■ Task directions
Could you write out every line of the data from the line containing "Segment the round" through the line containing "[[152,15],[160,19],[174,16],[179,11],[180,0],[149,0],[148,9]]", and shift each vertex coordinate in the polygon outline by -123?

■ Provided data

━━━━━━━━━━━━━━━━

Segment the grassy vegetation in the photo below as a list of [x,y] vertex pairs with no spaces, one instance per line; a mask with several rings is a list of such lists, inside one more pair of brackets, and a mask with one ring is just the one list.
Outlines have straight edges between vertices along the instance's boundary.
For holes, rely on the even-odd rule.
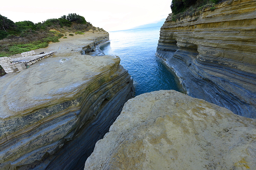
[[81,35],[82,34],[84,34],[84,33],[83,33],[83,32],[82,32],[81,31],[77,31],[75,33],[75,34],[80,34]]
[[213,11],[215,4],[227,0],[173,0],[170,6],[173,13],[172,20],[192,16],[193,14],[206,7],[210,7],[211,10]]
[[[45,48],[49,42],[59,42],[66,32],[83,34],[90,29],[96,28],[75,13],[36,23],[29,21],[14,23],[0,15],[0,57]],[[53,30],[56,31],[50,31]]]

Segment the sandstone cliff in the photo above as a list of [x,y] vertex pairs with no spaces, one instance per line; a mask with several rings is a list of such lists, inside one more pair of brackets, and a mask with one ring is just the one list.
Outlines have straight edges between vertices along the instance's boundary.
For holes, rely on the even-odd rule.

━━━━━━━━━━━━━━━━

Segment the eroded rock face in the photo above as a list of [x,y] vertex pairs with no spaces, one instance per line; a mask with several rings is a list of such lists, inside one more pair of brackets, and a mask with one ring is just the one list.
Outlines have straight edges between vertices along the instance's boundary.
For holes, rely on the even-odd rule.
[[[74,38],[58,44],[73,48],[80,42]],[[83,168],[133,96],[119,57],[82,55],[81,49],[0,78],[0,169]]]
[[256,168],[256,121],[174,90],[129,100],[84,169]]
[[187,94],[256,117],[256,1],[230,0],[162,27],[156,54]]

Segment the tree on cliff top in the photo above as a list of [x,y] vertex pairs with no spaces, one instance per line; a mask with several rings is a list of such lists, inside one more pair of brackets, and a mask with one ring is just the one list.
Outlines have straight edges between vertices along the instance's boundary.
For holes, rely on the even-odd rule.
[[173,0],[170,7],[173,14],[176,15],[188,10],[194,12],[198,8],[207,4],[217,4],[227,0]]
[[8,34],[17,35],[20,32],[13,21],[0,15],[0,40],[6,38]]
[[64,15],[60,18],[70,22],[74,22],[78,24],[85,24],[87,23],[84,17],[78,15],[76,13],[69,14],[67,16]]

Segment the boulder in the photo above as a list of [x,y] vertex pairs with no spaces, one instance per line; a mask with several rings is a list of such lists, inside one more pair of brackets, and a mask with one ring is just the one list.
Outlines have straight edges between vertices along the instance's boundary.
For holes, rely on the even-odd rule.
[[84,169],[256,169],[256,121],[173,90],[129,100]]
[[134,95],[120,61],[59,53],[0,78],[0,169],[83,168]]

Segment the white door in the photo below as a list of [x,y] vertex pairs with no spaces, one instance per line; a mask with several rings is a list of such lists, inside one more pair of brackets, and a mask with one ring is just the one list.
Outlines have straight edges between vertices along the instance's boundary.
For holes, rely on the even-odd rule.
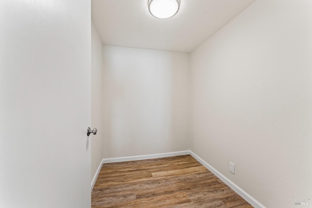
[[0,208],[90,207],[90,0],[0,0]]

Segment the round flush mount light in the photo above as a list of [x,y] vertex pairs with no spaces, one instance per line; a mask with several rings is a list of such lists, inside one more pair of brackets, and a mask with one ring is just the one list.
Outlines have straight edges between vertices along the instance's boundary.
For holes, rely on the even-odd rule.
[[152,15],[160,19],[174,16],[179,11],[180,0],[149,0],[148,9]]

━━━━━━━━━━━━━━━━

■ Correct output
Segment the round flush mount light in the photo above as a list of [x,y] vertex pairs with no spaces, one instance per line; a mask with several rings is a list of such lists, inside one more pair of brackets, and a mask with one ring is just the one list.
Outlines have straight edges between vertices along the instance's boundary.
For holes, rely on the even-odd rule.
[[29,-108],[37,-104],[51,-107],[56,-112],[57,-123],[26,-123],[25,-114]]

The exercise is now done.